Saving Scientific Data in the Cloud – Biggest Hurdles to Overcome

Before we enter the age of fully automated labs where all devices are connected and compatible, there are several hurdles to overcome. Switching to an Electronic Lab Notebook often opens up questions about saving data on the cloud. Labs have to address, discuss and make appropriate decisions about these important aspects:

  1. Transition to Cloud

Cloud data storage brings many benefits such as remote accessibility, easier integration with other data systems, easier maintenance and updating as well as automated back-up. However, storing data in the cloud brings up many issues in terms of data security. There are different regulatory requirements for scientific data storage depending on your location and your line of work. Therefore, there are many cloud providers out there who offer different cloud storage options based on the regulatory requirements that the client needs to follow. In most cases it is enough to have the data simply stored in a cloud with encryption and private access. Luckily, this has already become the standard with basically any cloud provider.

As the security standards for the clouds are getting higher, in my opinion more and more scientists will decide to store their data on the cloud.

However, if your line of work involves patient data for example, you are obliged to store the data in a compliant manner, as defined by regulators, such as HIPAA. Some electronic lab notebook providers are already offering hosting on such validated systems that satisfy all regulatory needs. In short, the transition of science to the cloud is already happening. As the security standards for the clouds are getting higher and the actual location of the cloud servers is more transparent, in my opinion more and more scientists will decide to store their data on the cloud.

▸ SOURCE INFORMATION

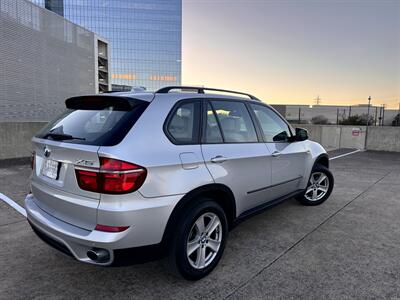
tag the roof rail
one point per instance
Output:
(200, 90)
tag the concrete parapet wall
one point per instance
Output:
(384, 139)
(15, 138)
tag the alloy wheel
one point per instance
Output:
(204, 240)
(319, 185)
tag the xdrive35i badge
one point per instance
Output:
(84, 162)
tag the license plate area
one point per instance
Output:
(50, 169)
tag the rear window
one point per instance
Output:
(97, 123)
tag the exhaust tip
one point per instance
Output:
(98, 255)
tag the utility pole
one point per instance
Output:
(299, 114)
(398, 116)
(366, 128)
(337, 117)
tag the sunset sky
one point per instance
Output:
(292, 51)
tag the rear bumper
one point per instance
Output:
(147, 227)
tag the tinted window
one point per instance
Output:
(213, 133)
(235, 122)
(184, 122)
(105, 126)
(273, 127)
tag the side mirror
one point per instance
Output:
(301, 134)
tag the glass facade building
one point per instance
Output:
(144, 36)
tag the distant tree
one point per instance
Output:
(320, 119)
(358, 120)
(396, 120)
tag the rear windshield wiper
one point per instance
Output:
(62, 136)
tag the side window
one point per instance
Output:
(273, 127)
(234, 119)
(212, 131)
(183, 125)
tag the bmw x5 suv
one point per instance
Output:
(175, 169)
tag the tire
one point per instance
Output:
(184, 265)
(308, 197)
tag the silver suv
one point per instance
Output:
(172, 170)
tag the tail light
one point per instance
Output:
(113, 177)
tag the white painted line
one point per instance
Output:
(332, 158)
(13, 204)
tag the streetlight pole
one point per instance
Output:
(366, 128)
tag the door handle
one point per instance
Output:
(218, 159)
(276, 154)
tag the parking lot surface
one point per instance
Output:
(348, 247)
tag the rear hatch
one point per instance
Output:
(72, 141)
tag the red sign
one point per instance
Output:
(356, 131)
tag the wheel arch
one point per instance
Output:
(218, 192)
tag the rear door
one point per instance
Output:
(233, 153)
(288, 158)
(72, 141)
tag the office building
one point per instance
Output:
(44, 60)
(145, 37)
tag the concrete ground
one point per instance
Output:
(348, 247)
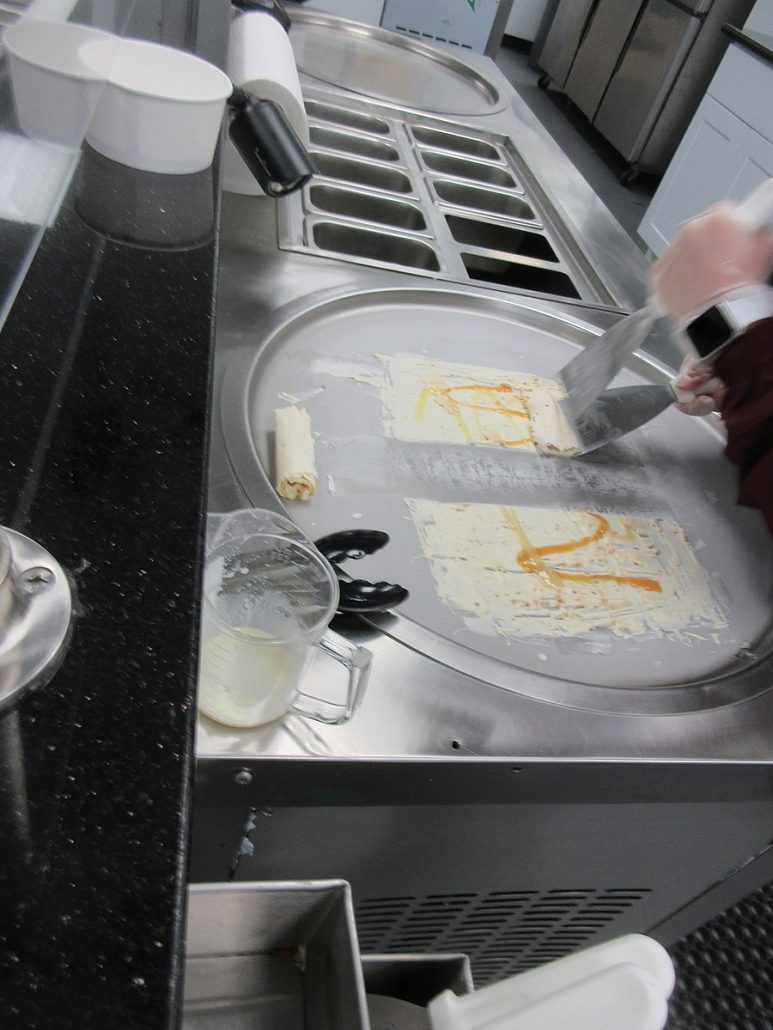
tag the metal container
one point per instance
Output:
(268, 955)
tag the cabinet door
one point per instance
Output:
(600, 52)
(720, 158)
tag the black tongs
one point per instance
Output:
(359, 596)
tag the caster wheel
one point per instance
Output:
(630, 175)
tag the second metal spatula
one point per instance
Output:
(597, 415)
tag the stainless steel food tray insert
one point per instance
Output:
(674, 467)
(402, 192)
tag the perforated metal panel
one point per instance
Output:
(503, 932)
(725, 970)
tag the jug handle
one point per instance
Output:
(357, 662)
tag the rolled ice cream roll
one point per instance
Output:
(296, 471)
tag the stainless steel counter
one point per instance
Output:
(431, 698)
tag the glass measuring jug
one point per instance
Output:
(269, 596)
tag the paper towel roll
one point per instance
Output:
(261, 61)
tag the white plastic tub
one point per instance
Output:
(160, 109)
(55, 91)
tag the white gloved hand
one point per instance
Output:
(706, 390)
(711, 256)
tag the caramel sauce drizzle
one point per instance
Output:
(483, 400)
(531, 557)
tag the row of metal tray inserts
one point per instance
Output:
(444, 202)
(266, 955)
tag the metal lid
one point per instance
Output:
(35, 610)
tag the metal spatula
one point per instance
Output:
(598, 416)
(616, 412)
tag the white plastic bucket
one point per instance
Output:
(55, 92)
(161, 108)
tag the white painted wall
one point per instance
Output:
(525, 19)
(761, 19)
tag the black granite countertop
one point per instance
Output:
(104, 385)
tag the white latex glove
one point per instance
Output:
(707, 389)
(711, 256)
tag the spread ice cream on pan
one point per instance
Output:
(441, 402)
(522, 572)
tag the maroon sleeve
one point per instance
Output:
(746, 368)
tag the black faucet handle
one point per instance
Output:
(360, 595)
(272, 7)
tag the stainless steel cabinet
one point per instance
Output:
(563, 39)
(638, 68)
(600, 52)
(727, 150)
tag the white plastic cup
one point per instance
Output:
(161, 108)
(55, 92)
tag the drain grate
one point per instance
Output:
(502, 933)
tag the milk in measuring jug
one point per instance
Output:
(245, 684)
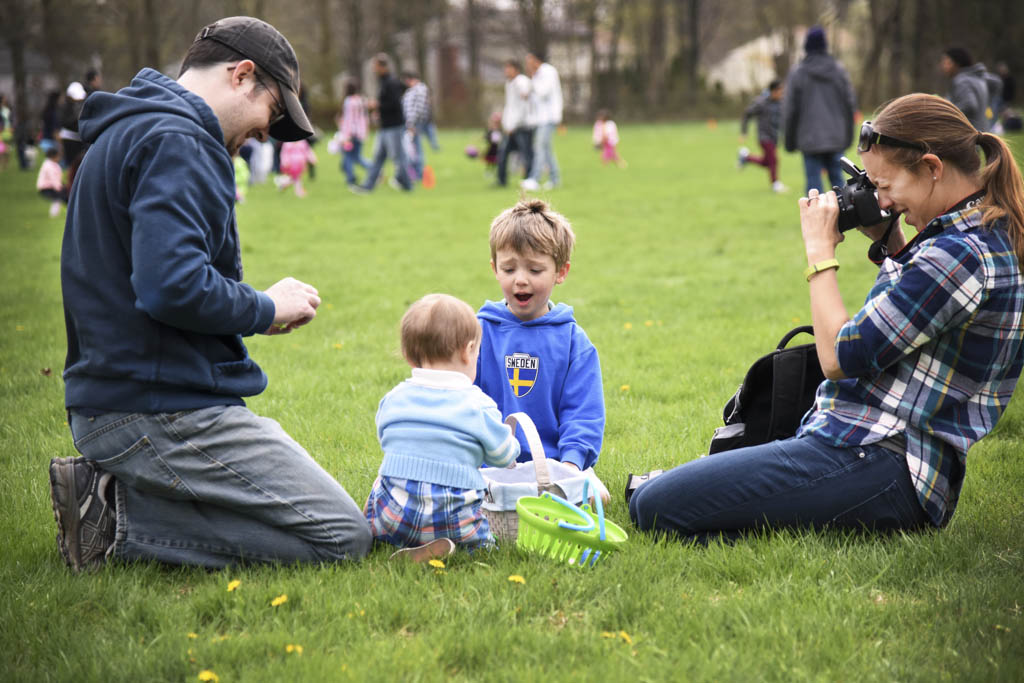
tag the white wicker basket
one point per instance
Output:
(506, 485)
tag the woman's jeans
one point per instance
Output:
(351, 159)
(390, 146)
(544, 154)
(798, 482)
(217, 486)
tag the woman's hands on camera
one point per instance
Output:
(818, 217)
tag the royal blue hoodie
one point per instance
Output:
(151, 267)
(549, 370)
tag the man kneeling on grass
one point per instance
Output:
(175, 468)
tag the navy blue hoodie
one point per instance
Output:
(548, 369)
(151, 266)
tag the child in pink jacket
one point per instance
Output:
(49, 182)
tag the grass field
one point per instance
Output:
(685, 271)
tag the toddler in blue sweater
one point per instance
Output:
(436, 428)
(534, 356)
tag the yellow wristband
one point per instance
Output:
(819, 266)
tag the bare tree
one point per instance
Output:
(353, 52)
(531, 12)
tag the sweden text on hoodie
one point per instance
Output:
(151, 266)
(549, 370)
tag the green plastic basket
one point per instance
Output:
(553, 526)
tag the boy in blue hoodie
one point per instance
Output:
(534, 356)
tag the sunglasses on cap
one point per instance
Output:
(281, 108)
(869, 136)
(280, 116)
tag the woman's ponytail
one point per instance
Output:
(1004, 189)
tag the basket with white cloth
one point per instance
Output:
(507, 485)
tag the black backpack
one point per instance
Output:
(777, 391)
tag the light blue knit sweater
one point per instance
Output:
(438, 427)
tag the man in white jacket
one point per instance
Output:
(546, 112)
(518, 134)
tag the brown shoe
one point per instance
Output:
(428, 551)
(85, 519)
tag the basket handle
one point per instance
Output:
(597, 503)
(588, 524)
(536, 446)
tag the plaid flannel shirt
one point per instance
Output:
(933, 355)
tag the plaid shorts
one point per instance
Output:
(407, 513)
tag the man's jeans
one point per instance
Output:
(389, 146)
(826, 161)
(518, 140)
(798, 482)
(544, 155)
(217, 486)
(352, 158)
(428, 131)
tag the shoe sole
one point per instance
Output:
(65, 499)
(429, 551)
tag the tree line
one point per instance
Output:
(644, 58)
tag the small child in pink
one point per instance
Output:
(606, 138)
(49, 182)
(294, 157)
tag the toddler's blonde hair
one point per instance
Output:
(437, 327)
(530, 224)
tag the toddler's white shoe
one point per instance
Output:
(428, 551)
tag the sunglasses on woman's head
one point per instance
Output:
(869, 136)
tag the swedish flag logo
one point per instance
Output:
(521, 371)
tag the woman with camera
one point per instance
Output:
(914, 378)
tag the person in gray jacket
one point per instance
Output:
(971, 87)
(817, 111)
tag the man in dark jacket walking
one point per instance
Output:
(818, 111)
(971, 87)
(392, 121)
(175, 468)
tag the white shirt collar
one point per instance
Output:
(440, 379)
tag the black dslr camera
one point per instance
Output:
(858, 200)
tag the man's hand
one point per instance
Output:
(294, 304)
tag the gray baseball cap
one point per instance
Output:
(257, 40)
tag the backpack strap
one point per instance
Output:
(793, 333)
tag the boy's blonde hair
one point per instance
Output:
(437, 327)
(530, 224)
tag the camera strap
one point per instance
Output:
(879, 251)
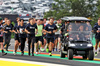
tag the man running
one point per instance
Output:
(7, 32)
(96, 30)
(30, 30)
(1, 37)
(58, 35)
(50, 29)
(39, 37)
(17, 41)
(22, 35)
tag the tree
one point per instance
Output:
(85, 8)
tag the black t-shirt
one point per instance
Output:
(49, 27)
(1, 33)
(22, 34)
(95, 28)
(8, 28)
(31, 29)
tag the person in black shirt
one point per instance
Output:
(22, 35)
(50, 29)
(30, 29)
(17, 41)
(7, 32)
(1, 37)
(96, 30)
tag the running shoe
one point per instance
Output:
(33, 54)
(36, 53)
(59, 50)
(53, 49)
(95, 53)
(50, 54)
(47, 50)
(4, 53)
(56, 49)
(14, 53)
(42, 49)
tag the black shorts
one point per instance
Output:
(40, 38)
(97, 41)
(50, 40)
(57, 36)
(1, 39)
(17, 37)
(44, 36)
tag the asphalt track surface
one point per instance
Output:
(55, 59)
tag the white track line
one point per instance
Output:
(32, 62)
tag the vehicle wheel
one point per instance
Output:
(70, 54)
(91, 55)
(85, 57)
(62, 55)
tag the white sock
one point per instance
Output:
(99, 48)
(95, 50)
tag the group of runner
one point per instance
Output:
(37, 32)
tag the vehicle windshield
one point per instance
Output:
(79, 31)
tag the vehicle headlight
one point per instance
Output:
(72, 45)
(89, 45)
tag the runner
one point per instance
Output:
(39, 37)
(96, 30)
(30, 30)
(22, 35)
(58, 35)
(7, 32)
(50, 29)
(1, 37)
(17, 41)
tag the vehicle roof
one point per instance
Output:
(75, 18)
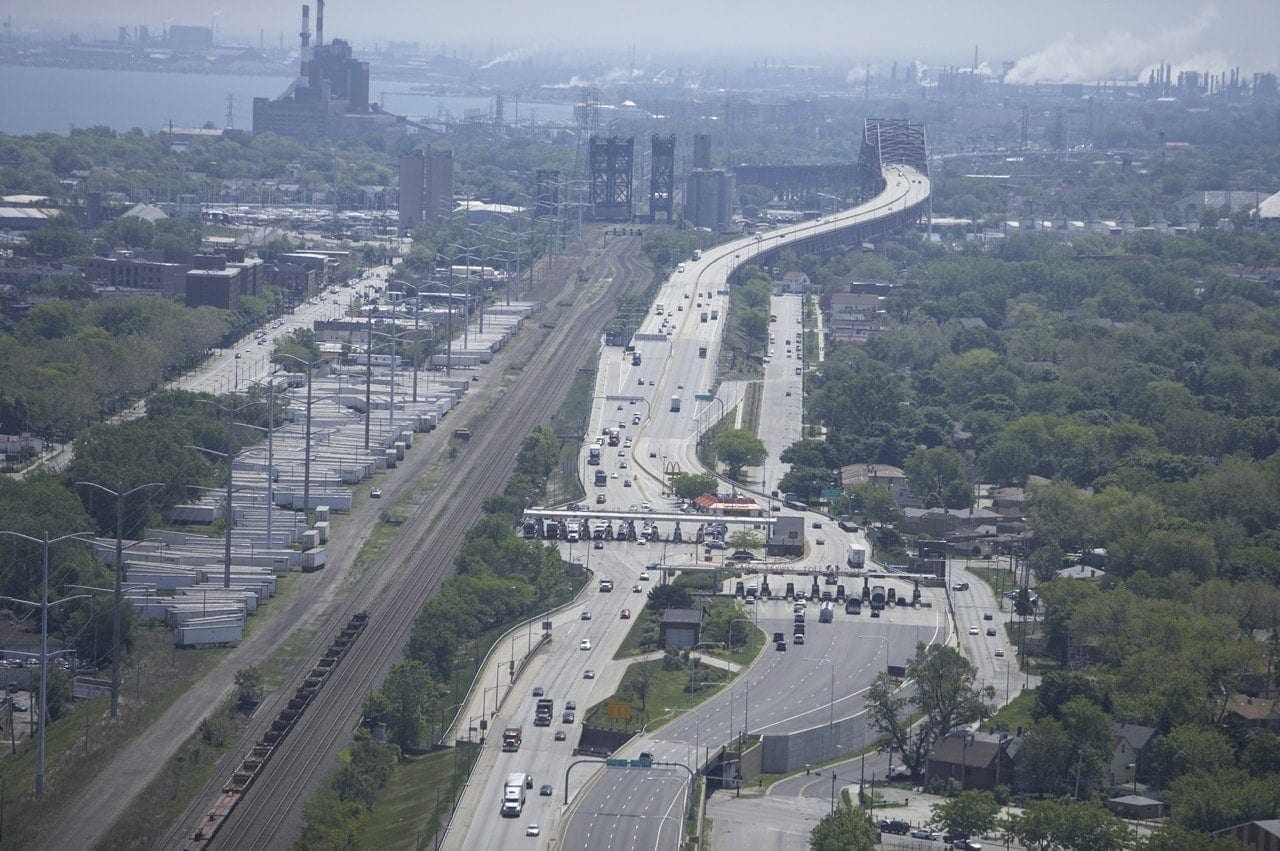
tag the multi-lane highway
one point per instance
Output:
(654, 406)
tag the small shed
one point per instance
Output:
(1138, 806)
(786, 536)
(680, 628)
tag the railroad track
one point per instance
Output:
(417, 561)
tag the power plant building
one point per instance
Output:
(425, 187)
(329, 97)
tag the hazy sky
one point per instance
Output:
(1059, 40)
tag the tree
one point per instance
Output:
(693, 485)
(876, 503)
(972, 813)
(845, 829)
(944, 695)
(737, 448)
(408, 694)
(1068, 826)
(248, 685)
(938, 479)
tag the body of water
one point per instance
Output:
(56, 100)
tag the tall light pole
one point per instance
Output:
(831, 707)
(44, 636)
(878, 637)
(119, 572)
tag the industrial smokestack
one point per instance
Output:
(305, 36)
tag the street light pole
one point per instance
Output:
(119, 570)
(44, 637)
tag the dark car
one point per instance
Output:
(894, 826)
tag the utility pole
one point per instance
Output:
(119, 493)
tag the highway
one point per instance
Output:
(810, 685)
(786, 694)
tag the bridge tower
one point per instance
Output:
(662, 175)
(545, 192)
(611, 173)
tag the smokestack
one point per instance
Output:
(305, 36)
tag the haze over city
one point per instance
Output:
(1050, 42)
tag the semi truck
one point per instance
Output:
(511, 739)
(877, 598)
(513, 795)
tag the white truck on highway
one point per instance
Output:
(513, 794)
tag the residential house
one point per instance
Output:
(1255, 713)
(977, 760)
(1262, 835)
(887, 476)
(1138, 806)
(856, 316)
(1129, 751)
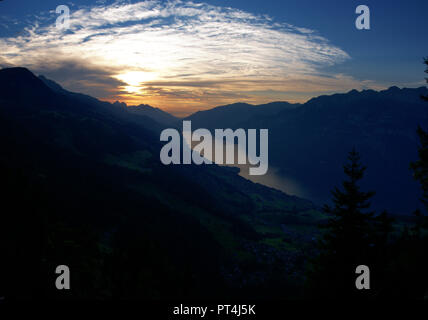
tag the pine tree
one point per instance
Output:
(349, 228)
(349, 236)
(420, 167)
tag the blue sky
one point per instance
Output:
(258, 51)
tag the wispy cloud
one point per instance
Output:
(178, 55)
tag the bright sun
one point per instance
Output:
(135, 80)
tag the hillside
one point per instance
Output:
(309, 143)
(83, 186)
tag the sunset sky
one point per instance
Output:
(186, 56)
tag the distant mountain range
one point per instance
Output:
(309, 142)
(82, 185)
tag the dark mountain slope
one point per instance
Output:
(82, 185)
(229, 116)
(309, 143)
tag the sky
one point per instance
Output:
(184, 56)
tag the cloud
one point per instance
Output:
(178, 55)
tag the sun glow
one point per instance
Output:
(135, 80)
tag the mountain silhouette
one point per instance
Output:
(82, 185)
(309, 142)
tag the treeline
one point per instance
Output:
(396, 260)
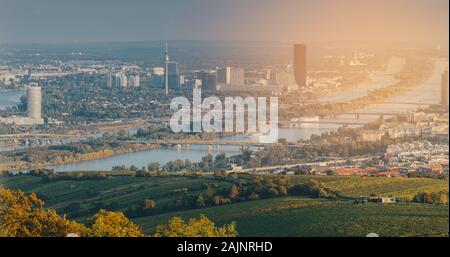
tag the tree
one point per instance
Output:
(200, 201)
(113, 224)
(148, 204)
(24, 216)
(153, 166)
(202, 227)
(234, 192)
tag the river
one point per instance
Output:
(10, 98)
(428, 92)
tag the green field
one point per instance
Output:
(296, 216)
(285, 216)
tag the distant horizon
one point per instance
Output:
(53, 21)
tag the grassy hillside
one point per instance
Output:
(296, 216)
(286, 216)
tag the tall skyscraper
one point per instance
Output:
(166, 67)
(34, 99)
(237, 76)
(134, 81)
(209, 80)
(108, 82)
(171, 73)
(224, 75)
(117, 79)
(123, 80)
(300, 65)
(444, 87)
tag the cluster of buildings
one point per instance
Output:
(122, 80)
(418, 154)
(232, 78)
(34, 106)
(418, 125)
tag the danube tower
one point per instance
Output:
(166, 73)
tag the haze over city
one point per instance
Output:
(225, 118)
(53, 21)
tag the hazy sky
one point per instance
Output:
(275, 20)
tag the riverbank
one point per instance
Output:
(74, 158)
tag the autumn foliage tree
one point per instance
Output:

▸ YOUR TASKS
**A.** Write out the passage of the cloud data storage article from "Cloud data storage" up to and including "any cloud provider.".
**B.** Which benefits of cloud data storage does the article on saving scientific data in the cloud list?
**C.** Extend the article on saving scientific data in the cloud past the point where it stops.
The material has no connection to the article on saving scientific data in the cloud.

▸ RESPONSES PER TASK
**A.**
Cloud data storage brings many benefits such as remote accessibility, easier integration with other data systems, easier maintenance and updating as well as automated back-up. However, storing data in the cloud brings up many issues in terms of data security. There are different regulatory requirements for scientific data storage depending on your location and your line of work. Therefore, there are many cloud providers out there who offer different cloud storage options based on the regulatory requirements that the client needs to follow. In most cases it is enough to have the data simply stored in a cloud with encryption and private access. Luckily, this has already become the standard with basically any cloud provider.

**B.** Remote accessibility, easier integration with other data systems, easier maintenance and updating, and automated back-up.

**C.**
  1. Data ownership

As soon as you put your data in the cloud, you are exposing it to third parties, even if just to the electronic lab notebook provider and the actual cloud storage provider. It is therefore important that the Terms of use of your service provider clearly states that you are not giving away any rights or ownership over your data. If you are a researcher working for a research organization, it is very likely that all your research is ultimately owned by your employer. This means that the institution should have the right to decide who can access the data and who can manage it. Therefore, the design of digital notebooks for example has to have two kinds of entities; on one side Users, who manage, upload and monitor the data and the Organizations, which own the data and decide how it is stored and accessed. Organization has to be able to gain access to your research at any point and in case you would leave the organization, and has to have the power to restrict the access to your data.

  1. Data sharing

Once everyone starts to store data in the cloud, scientists will be able to exchange their data and results much more efficiently. This has the potential to drastically reduce the amount of experiments being performed as the data will be appropriately annotated while being generated. Of course not all data can be shared with everyone. Even if you are working in the same organization, you are usually not permitted to see the data of every project. Some data can only be shared with certain people working in a closed group. The scientist who is creating and uploading the content of an electronic lab notebook has to have absolute control who sees, edits or signs specific data at all times.

By Klemen Zupancic, PhD

by Wouter de Jong , post on 11 October 2016 |

Thanks for the great out-line here. I do think you are missing out on one of the biggest hurdles for cloud solutions that is particularly important for ELN solutions: Handling of large data sets. When you want to store and link large data sets (e.g genomics, proteomics and imaging data) in a traceable manner in a ELN cloud solution, it is difficult to offer a satisfactory solution end-users.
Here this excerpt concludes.